Report back each line of the data that contains the word "woman".

= Beginning of Section =

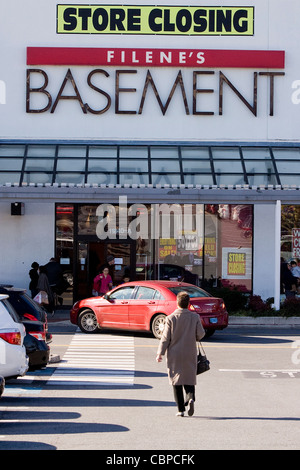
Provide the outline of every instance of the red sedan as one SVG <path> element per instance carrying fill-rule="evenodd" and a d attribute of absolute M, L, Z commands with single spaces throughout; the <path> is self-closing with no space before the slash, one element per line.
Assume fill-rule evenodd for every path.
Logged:
<path fill-rule="evenodd" d="M 228 325 L 228 313 L 222 299 L 192 284 L 173 281 L 127 282 L 103 297 L 76 302 L 70 312 L 71 323 L 84 333 L 102 328 L 150 331 L 160 338 L 165 317 L 176 309 L 176 296 L 185 291 L 190 295 L 190 310 L 201 316 L 206 336 Z"/>

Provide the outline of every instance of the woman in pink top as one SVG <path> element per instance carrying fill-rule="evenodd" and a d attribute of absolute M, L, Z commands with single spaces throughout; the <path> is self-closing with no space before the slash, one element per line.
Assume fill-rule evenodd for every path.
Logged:
<path fill-rule="evenodd" d="M 104 295 L 112 289 L 112 278 L 109 275 L 108 268 L 104 268 L 101 274 L 98 274 L 94 279 L 93 295 Z"/>

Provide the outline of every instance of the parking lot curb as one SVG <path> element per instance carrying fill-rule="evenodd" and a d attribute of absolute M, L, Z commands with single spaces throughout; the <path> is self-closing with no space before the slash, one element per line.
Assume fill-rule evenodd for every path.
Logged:
<path fill-rule="evenodd" d="M 243 317 L 229 316 L 229 326 L 265 326 L 265 327 L 286 327 L 300 328 L 300 317 Z"/>
<path fill-rule="evenodd" d="M 58 310 L 54 317 L 48 316 L 49 323 L 60 323 L 64 325 L 71 324 L 70 316 L 67 310 Z M 232 327 L 248 327 L 248 326 L 264 326 L 264 327 L 286 327 L 286 328 L 300 328 L 299 317 L 246 317 L 239 315 L 230 315 L 229 326 Z"/>

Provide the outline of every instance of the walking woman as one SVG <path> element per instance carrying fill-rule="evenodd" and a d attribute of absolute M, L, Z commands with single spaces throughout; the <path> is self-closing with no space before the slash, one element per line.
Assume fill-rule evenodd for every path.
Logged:
<path fill-rule="evenodd" d="M 195 385 L 197 377 L 197 343 L 205 335 L 198 314 L 188 310 L 190 297 L 186 292 L 177 295 L 177 309 L 166 318 L 156 361 L 161 362 L 167 353 L 168 376 L 173 385 L 178 407 L 176 416 L 194 414 Z M 185 391 L 185 398 L 183 389 Z"/>

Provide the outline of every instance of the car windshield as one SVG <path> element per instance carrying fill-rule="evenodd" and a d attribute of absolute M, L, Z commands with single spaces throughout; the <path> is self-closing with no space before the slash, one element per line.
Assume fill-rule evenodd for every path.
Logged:
<path fill-rule="evenodd" d="M 204 290 L 199 289 L 199 287 L 176 286 L 176 287 L 169 287 L 169 289 L 175 295 L 179 294 L 179 292 L 187 292 L 191 299 L 197 298 L 197 297 L 211 297 L 211 295 L 208 292 L 205 292 Z"/>

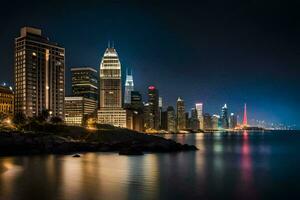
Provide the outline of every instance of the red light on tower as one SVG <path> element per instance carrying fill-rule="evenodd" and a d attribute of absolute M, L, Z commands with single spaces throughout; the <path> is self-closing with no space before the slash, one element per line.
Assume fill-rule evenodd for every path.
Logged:
<path fill-rule="evenodd" d="M 247 122 L 247 104 L 246 104 L 246 103 L 245 103 L 245 106 L 244 106 L 243 125 L 244 125 L 244 126 L 247 126 L 247 125 L 248 125 L 248 122 Z"/>
<path fill-rule="evenodd" d="M 148 87 L 149 90 L 155 90 L 155 86 L 151 85 Z"/>

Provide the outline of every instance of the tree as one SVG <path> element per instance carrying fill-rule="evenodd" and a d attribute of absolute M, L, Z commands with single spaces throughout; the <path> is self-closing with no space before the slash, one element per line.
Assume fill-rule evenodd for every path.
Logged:
<path fill-rule="evenodd" d="M 27 122 L 27 118 L 26 116 L 24 115 L 24 113 L 22 112 L 19 112 L 19 113 L 16 113 L 14 118 L 13 118 L 13 123 L 16 125 L 16 126 L 21 126 L 21 125 L 24 125 L 26 124 Z"/>
<path fill-rule="evenodd" d="M 63 120 L 60 117 L 54 116 L 54 117 L 51 117 L 50 122 L 52 124 L 61 124 L 63 122 Z"/>
<path fill-rule="evenodd" d="M 49 116 L 50 116 L 49 110 L 43 109 L 42 112 L 39 113 L 38 120 L 40 122 L 45 122 L 45 121 L 47 121 L 47 119 L 49 118 Z"/>

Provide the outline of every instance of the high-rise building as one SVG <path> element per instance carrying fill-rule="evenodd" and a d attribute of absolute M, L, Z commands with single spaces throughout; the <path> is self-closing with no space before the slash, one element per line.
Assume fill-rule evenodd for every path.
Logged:
<path fill-rule="evenodd" d="M 176 122 L 177 122 L 177 130 L 184 130 L 186 128 L 186 121 L 185 121 L 185 108 L 184 108 L 184 101 L 180 97 L 177 99 L 176 104 Z"/>
<path fill-rule="evenodd" d="M 244 105 L 243 126 L 248 126 L 248 121 L 247 121 L 247 104 L 246 103 Z"/>
<path fill-rule="evenodd" d="M 190 129 L 191 128 L 191 120 L 190 120 L 189 112 L 184 113 L 184 118 L 185 118 L 185 128 Z"/>
<path fill-rule="evenodd" d="M 148 116 L 146 127 L 149 129 L 159 129 L 159 93 L 155 86 L 148 87 Z"/>
<path fill-rule="evenodd" d="M 168 130 L 168 111 L 161 112 L 160 121 L 161 121 L 160 129 L 167 131 Z"/>
<path fill-rule="evenodd" d="M 190 123 L 190 128 L 193 131 L 198 131 L 199 130 L 199 119 L 198 119 L 198 114 L 197 114 L 197 109 L 192 108 L 191 110 L 191 123 Z"/>
<path fill-rule="evenodd" d="M 209 113 L 204 113 L 203 115 L 203 129 L 210 130 L 212 129 L 212 117 Z"/>
<path fill-rule="evenodd" d="M 85 97 L 65 97 L 65 123 L 84 125 L 84 118 L 95 112 L 96 101 Z"/>
<path fill-rule="evenodd" d="M 40 29 L 24 27 L 15 39 L 15 112 L 27 117 L 48 110 L 64 117 L 65 49 Z"/>
<path fill-rule="evenodd" d="M 143 110 L 142 95 L 138 91 L 131 92 L 130 107 L 134 110 Z"/>
<path fill-rule="evenodd" d="M 230 113 L 229 128 L 234 129 L 237 126 L 237 117 L 234 113 Z"/>
<path fill-rule="evenodd" d="M 99 80 L 98 123 L 126 127 L 126 110 L 122 108 L 121 63 L 115 48 L 106 49 L 100 64 Z"/>
<path fill-rule="evenodd" d="M 98 74 L 92 67 L 74 67 L 72 73 L 72 96 L 98 101 Z"/>
<path fill-rule="evenodd" d="M 227 104 L 226 103 L 222 107 L 221 120 L 222 120 L 222 128 L 224 128 L 224 129 L 229 128 L 228 108 L 227 108 Z"/>
<path fill-rule="evenodd" d="M 199 129 L 203 130 L 203 103 L 196 103 L 196 110 L 199 121 Z"/>
<path fill-rule="evenodd" d="M 212 129 L 218 130 L 220 127 L 220 115 L 213 115 L 212 116 Z"/>
<path fill-rule="evenodd" d="M 128 74 L 128 70 L 126 71 L 126 80 L 125 80 L 125 97 L 124 104 L 129 105 L 131 103 L 131 92 L 134 91 L 134 83 L 133 83 L 133 75 Z"/>
<path fill-rule="evenodd" d="M 161 129 L 161 118 L 162 118 L 162 109 L 163 109 L 163 101 L 162 101 L 162 97 L 158 97 L 158 109 L 159 109 L 159 129 Z"/>
<path fill-rule="evenodd" d="M 6 85 L 0 86 L 0 113 L 7 115 L 14 113 L 14 92 Z"/>
<path fill-rule="evenodd" d="M 175 116 L 175 110 L 172 106 L 169 106 L 167 108 L 167 124 L 168 124 L 168 131 L 170 133 L 175 133 L 177 131 L 176 129 L 176 116 Z"/>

= End of Section =

[Exercise answer]
Provide the outline of every instance of the woman in pink top as one SVG <path> element per instance carrying fill-rule="evenodd" and a d attribute of absolute M, L, Z commands with single spaces throughout; the <path> is self-closing with no space before the slash, one element per line.
Provide the outline of every instance of the walking woman as one SVG <path> element per instance carrying fill-rule="evenodd" and a d attribute of absolute M, L, Z commands with single spaces throughout; the <path> is self-closing with no space before the slash, one element per line.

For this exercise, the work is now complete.